*** Opening of DATA RECORDS ***

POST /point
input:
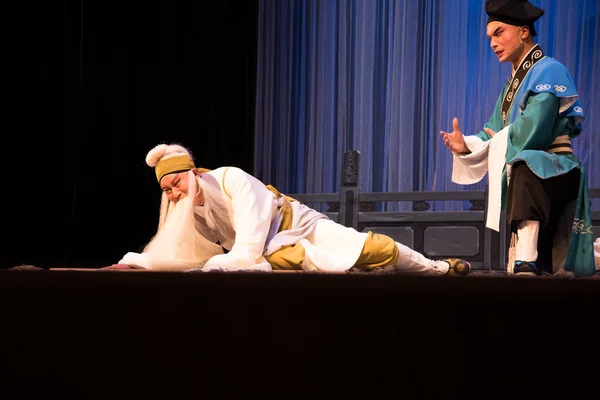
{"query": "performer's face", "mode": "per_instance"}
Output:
(176, 186)
(506, 41)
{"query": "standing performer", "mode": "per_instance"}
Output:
(526, 144)
(226, 219)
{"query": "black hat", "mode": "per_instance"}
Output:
(513, 12)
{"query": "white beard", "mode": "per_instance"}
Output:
(178, 244)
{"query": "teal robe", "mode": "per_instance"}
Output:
(546, 106)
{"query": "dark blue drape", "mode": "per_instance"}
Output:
(385, 76)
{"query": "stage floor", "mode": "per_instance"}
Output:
(123, 334)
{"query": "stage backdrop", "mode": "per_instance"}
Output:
(384, 77)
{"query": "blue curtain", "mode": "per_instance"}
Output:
(385, 76)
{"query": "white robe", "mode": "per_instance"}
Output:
(471, 168)
(256, 217)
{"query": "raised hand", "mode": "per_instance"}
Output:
(455, 140)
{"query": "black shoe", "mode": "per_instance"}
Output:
(525, 268)
(458, 267)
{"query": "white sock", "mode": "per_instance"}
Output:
(527, 234)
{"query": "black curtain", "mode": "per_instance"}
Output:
(97, 85)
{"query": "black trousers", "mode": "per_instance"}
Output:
(550, 201)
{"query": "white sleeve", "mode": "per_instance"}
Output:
(471, 168)
(253, 206)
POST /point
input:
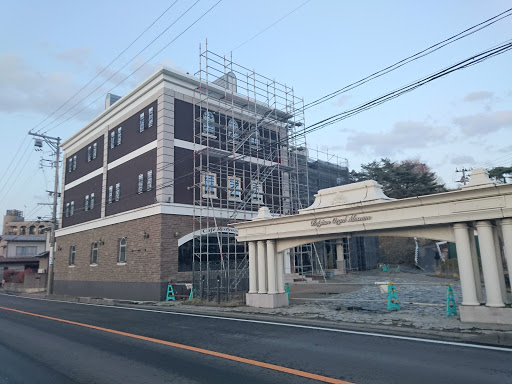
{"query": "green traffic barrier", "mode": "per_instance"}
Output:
(451, 309)
(393, 303)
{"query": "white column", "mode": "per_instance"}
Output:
(499, 262)
(489, 265)
(253, 268)
(262, 263)
(506, 228)
(271, 266)
(467, 278)
(340, 259)
(476, 266)
(280, 272)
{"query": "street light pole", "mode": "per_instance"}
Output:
(54, 142)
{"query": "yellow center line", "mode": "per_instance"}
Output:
(226, 356)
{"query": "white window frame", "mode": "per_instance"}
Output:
(121, 257)
(150, 117)
(72, 255)
(208, 123)
(235, 191)
(209, 188)
(149, 185)
(94, 253)
(141, 122)
(140, 186)
(256, 193)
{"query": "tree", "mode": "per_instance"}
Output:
(500, 174)
(400, 179)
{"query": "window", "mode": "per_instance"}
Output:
(72, 254)
(257, 189)
(94, 253)
(233, 132)
(141, 122)
(122, 250)
(234, 188)
(208, 121)
(149, 185)
(141, 183)
(209, 183)
(26, 250)
(150, 118)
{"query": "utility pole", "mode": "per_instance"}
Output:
(54, 143)
(464, 179)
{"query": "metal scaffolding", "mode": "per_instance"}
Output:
(249, 151)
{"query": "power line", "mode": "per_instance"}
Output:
(115, 73)
(416, 56)
(151, 58)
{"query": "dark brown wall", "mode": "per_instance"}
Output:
(83, 167)
(183, 177)
(131, 137)
(183, 117)
(77, 194)
(127, 175)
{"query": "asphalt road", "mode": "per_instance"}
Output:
(42, 350)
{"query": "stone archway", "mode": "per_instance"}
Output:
(362, 209)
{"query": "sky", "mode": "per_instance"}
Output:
(57, 50)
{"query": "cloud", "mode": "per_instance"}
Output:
(477, 96)
(78, 56)
(463, 160)
(404, 135)
(24, 89)
(484, 123)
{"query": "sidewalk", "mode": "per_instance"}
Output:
(353, 301)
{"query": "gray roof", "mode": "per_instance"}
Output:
(23, 238)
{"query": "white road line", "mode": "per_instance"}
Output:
(373, 334)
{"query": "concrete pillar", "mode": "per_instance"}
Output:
(506, 228)
(489, 264)
(253, 268)
(271, 267)
(262, 264)
(499, 262)
(280, 272)
(467, 277)
(476, 266)
(340, 259)
(287, 263)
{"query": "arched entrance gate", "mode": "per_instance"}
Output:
(362, 209)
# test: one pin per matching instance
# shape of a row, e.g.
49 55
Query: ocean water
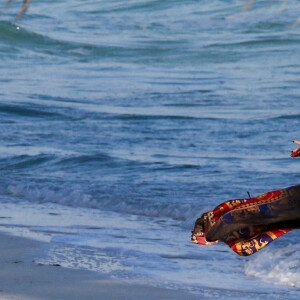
122 121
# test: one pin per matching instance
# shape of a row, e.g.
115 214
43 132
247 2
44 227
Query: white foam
280 267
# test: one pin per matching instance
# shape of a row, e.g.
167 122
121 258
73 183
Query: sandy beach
22 278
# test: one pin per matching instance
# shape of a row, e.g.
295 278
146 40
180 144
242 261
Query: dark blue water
152 112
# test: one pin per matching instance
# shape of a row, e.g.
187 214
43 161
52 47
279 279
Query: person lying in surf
248 225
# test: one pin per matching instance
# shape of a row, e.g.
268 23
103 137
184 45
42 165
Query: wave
277 266
21 38
74 196
27 111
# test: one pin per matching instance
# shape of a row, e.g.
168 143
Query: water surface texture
122 121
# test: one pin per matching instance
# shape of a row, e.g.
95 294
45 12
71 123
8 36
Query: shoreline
22 278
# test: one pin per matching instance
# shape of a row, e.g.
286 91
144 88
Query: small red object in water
296 152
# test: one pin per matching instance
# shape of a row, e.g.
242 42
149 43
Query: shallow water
134 117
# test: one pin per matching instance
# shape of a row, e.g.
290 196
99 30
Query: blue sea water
122 121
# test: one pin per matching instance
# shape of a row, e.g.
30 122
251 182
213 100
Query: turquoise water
127 119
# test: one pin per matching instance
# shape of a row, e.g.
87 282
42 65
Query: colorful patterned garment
248 225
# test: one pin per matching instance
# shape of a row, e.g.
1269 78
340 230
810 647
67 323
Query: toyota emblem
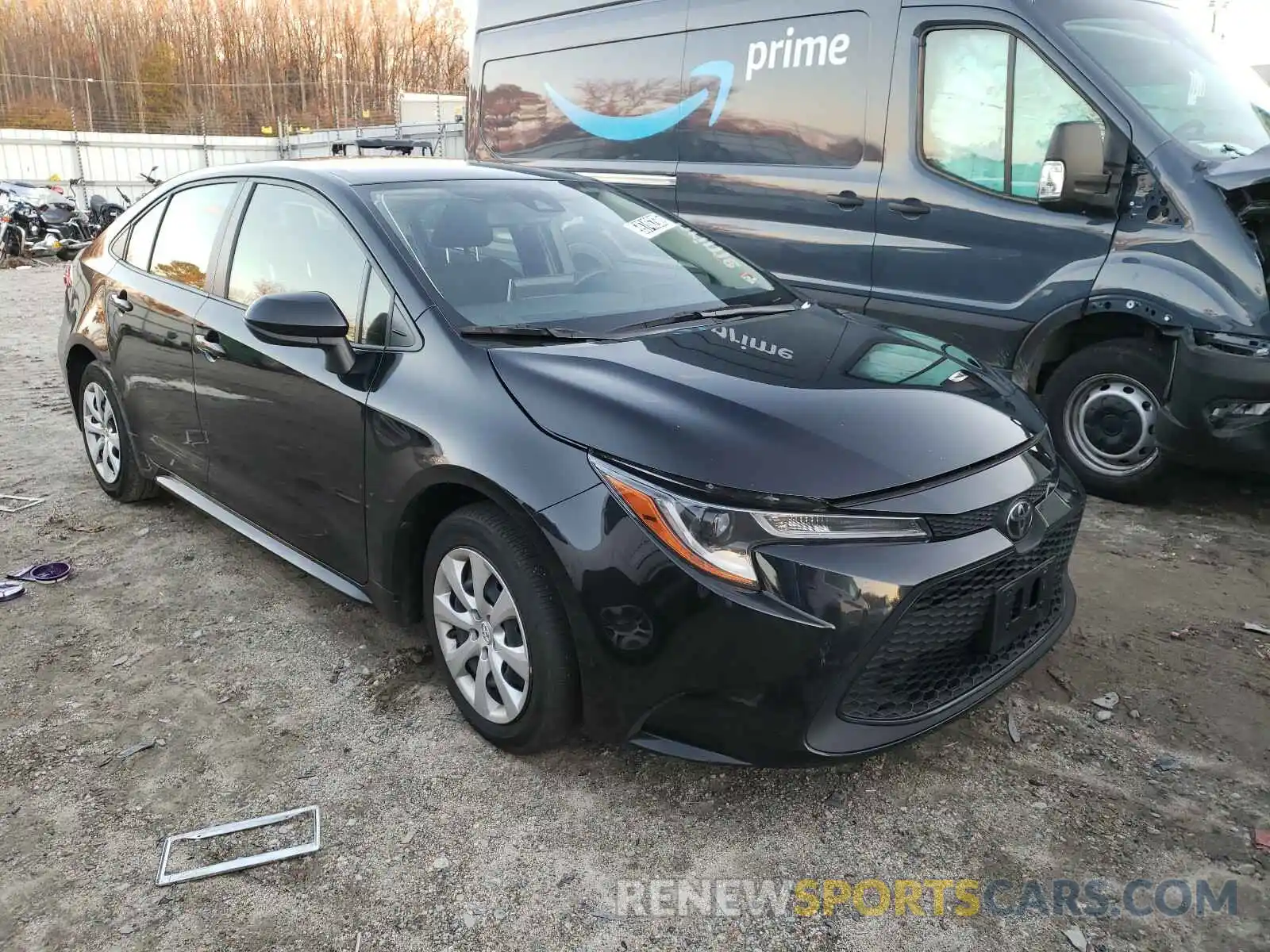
1019 520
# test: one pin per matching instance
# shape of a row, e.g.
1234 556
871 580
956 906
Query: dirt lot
268 691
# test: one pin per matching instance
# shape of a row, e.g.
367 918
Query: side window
318 254
141 239
795 94
965 78
968 129
1041 101
183 248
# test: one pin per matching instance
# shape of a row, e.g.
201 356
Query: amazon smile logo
626 129
787 54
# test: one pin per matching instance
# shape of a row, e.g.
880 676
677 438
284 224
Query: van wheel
1103 404
499 628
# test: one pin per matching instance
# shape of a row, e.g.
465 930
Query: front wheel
1103 405
499 628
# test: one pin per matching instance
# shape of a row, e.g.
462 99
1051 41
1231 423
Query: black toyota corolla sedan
620 475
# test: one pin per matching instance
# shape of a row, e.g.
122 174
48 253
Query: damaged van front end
1218 410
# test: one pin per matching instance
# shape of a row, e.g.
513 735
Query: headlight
719 539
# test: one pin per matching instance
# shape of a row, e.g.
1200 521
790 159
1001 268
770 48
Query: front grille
944 527
933 655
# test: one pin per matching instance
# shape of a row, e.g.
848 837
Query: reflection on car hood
1245 171
806 404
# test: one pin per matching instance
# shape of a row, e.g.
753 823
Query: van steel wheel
498 625
106 440
1103 405
1110 423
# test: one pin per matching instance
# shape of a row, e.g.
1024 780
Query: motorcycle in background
101 211
36 226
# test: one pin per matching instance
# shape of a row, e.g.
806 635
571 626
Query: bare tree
238 65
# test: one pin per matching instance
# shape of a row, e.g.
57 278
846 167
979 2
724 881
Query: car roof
375 171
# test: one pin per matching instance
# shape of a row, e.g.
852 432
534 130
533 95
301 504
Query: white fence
114 160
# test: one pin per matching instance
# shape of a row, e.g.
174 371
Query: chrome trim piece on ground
260 537
202 873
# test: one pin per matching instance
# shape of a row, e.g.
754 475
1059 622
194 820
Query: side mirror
304 319
1076 171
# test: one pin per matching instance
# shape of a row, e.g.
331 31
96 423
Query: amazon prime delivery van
1077 190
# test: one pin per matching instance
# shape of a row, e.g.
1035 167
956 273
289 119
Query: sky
1242 25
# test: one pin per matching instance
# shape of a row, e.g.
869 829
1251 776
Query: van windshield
1184 79
544 251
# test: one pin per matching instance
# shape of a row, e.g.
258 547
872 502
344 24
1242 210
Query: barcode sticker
649 225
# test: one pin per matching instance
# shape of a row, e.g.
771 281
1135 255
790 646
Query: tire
539 710
98 406
1103 404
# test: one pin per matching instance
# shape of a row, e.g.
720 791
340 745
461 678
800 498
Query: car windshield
1184 79
563 253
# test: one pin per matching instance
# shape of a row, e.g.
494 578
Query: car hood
812 403
1244 171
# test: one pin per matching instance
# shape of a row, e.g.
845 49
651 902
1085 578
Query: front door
152 300
964 251
286 436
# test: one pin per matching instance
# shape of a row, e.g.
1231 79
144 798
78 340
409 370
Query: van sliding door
784 160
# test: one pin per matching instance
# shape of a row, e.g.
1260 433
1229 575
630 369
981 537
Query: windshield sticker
649 225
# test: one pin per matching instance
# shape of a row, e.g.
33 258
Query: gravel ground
268 691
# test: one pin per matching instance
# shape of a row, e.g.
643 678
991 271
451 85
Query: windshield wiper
715 315
525 332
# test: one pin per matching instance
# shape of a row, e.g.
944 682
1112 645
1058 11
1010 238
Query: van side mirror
304 319
1076 168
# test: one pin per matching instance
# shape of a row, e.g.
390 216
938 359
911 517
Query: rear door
152 298
286 436
964 251
785 169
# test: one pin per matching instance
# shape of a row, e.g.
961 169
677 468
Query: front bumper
1206 378
855 647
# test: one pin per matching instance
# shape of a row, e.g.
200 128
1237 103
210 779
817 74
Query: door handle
910 207
207 343
846 200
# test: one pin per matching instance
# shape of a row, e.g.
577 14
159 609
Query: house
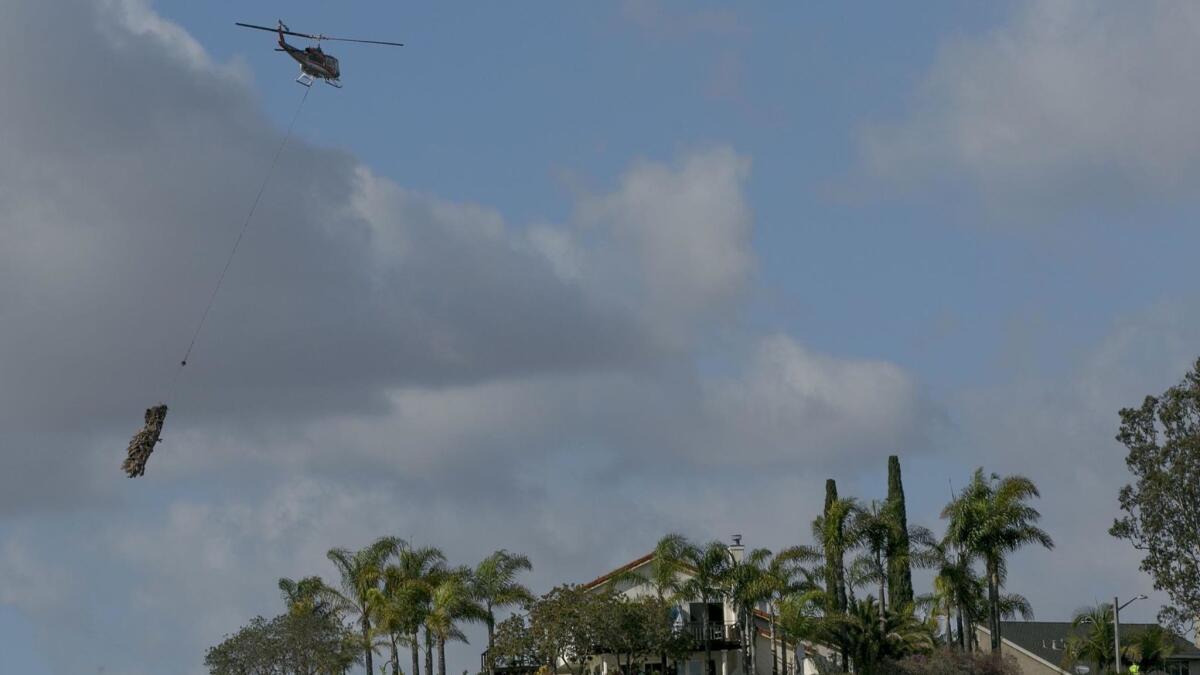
725 631
1039 647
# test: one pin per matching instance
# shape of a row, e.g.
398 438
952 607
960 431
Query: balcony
719 633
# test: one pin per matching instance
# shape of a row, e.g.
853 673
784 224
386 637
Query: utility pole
1116 626
1116 632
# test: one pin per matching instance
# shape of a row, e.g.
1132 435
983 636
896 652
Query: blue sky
520 269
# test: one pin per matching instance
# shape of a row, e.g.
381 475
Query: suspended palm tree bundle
144 441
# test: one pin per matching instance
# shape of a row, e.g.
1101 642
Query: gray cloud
381 360
1068 102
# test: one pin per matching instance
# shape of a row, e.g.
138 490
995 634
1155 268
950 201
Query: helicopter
315 64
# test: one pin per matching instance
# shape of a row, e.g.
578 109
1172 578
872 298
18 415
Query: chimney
737 549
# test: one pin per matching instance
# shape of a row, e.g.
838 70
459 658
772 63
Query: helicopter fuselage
315 63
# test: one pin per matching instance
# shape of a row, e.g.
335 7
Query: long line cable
237 243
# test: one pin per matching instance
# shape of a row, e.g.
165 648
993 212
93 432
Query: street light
1116 623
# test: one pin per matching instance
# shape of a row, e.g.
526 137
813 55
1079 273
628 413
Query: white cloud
685 232
1066 102
1059 428
795 404
381 360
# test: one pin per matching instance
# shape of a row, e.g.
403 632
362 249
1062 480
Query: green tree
783 577
567 626
871 529
899 556
496 586
1163 505
1149 649
453 603
959 593
874 637
829 532
707 575
748 587
360 577
1095 644
295 643
409 587
834 537
304 597
991 519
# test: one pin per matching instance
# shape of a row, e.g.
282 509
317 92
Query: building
725 631
1039 647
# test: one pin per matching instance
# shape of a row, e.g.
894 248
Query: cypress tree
834 550
899 562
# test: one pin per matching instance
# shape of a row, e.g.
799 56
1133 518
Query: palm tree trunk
366 643
994 604
774 663
491 640
417 653
395 656
429 652
708 644
783 652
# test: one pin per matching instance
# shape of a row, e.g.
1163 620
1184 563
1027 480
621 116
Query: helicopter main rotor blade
364 41
276 30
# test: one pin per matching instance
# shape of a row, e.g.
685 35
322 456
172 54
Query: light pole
1116 625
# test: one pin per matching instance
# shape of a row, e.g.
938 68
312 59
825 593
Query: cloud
379 360
681 234
1066 102
792 402
1059 428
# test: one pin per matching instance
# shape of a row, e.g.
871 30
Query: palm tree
303 597
360 577
871 635
663 578
958 591
831 531
834 537
748 586
783 577
495 585
406 599
871 529
1096 644
453 602
409 584
707 568
991 519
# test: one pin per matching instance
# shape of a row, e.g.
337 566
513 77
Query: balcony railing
718 632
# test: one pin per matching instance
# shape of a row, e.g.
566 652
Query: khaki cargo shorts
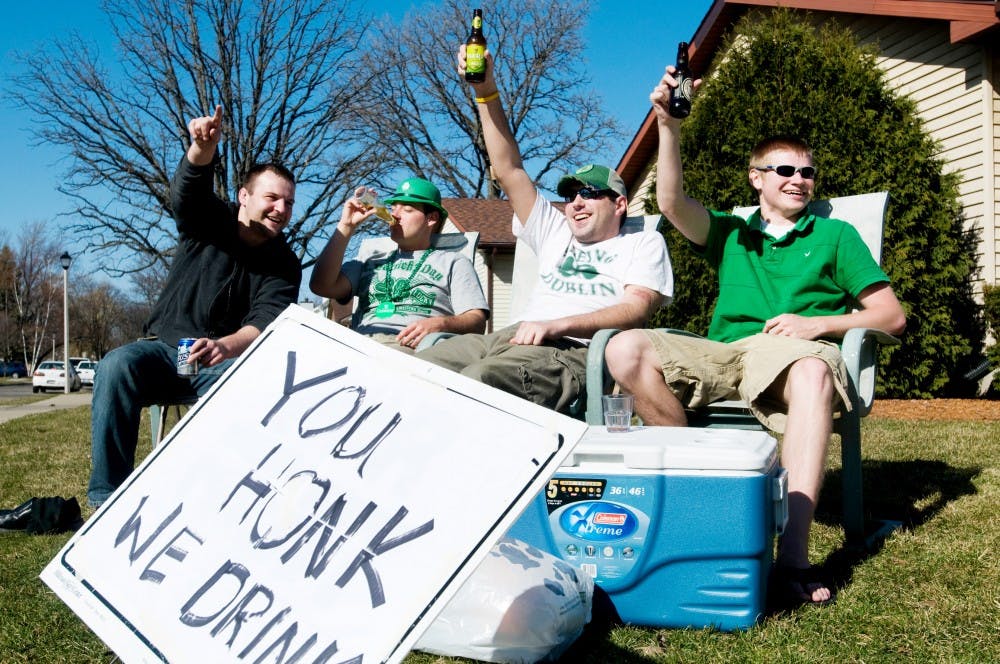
700 371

*** Close of DATA RECORDS ***

Show, from the listing above, every line holding the word "road".

{"query": "asphalt road", "mode": "per_instance"}
{"query": "white road line", "mode": "per_instance"}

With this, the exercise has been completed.